## WHAT IS BEING ASKED
If an entry below contains an image, drop the image and retype the rest exactly.

## Image point grounding data

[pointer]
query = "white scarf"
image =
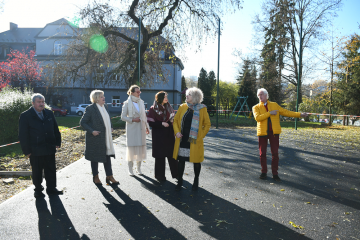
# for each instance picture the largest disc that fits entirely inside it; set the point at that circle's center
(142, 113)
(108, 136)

## SOLUTION TO THIS TASK
[pointer]
query = "white scarf"
image =
# for each instance picture the largest disc that fits entirely inside it; set the point at that circle's center
(142, 113)
(108, 136)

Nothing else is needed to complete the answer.